## Selected passage
_ _ _
When and How to Create Clinical Clusters

In the blog post “Statistical Errors in the Medical Literature”, prof. Harrell criticized an application of cluster analysis on patients with type 2 diabetes.
I interpreted it this way: that finding clusters with no apparent clinical meaning is often no more than an exercise, and that regression methods are superior to looking for clusters.

I was recently approached by a researcher who is an expert in cluster analysis and who proposed to apply such method to a data set my group has created. Our case is slightly different from the blog post above, as the data set comprises patients who fall into various different diagnostic categories (i.e. different underlying conditions/management pathways) rather than a single one (diabetes) but present acutely to the ED with similar symptoms.

My questions are the following:

  • is cluster analysis inherently bad for medical research where both continuous and discrete variables are used as the endpoint?
_ _ _
## Raw data
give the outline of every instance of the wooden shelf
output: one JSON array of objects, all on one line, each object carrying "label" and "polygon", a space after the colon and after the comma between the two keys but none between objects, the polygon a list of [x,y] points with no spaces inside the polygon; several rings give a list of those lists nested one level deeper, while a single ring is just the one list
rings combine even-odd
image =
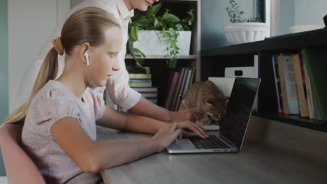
_ _ _
## Required tasks
A) In the post on creating clinical clusters, what facts are stated about the data set that the cluster analysis expert proposed to analyze? List each one separately.
B) Output the part of the post on creating clinical clusters that starts at "When and How" and ends at "looking for clusters.", word for word.

## Task-by-task answers
A)
- The writer's group created it.
- It comprises patients who fall into various different diagnostic categories (different underlying conditions/management pathways) rather than a single one.
- The patients present acutely to the ED.
- The patients present with similar symptoms.

B)
When and How to Create Clinical Clusters

In the blog post “Statistical Errors in the Medical Literature”, prof. Harrell criticized an application of cluster analysis on patients with type 2 diabetes.
I interpreted it this way: that finding clusters with no apparent clinical meaning is often no more than an exercise, and that regression methods are superior to looking for clusters.